- **ASSIGNMENT**: Every line from the one with "instruction | indicate" through the final line of the entries below should be returned exactly; leave out all other lines.

- **SUPPLIED RECORDS**:
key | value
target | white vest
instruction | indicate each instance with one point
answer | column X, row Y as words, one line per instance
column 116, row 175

- **RESPONSE FOR THIS EXERCISE**:
instruction | indicate each instance with one point
answer | column X, row Y as words, one line per instance
column 116, row 175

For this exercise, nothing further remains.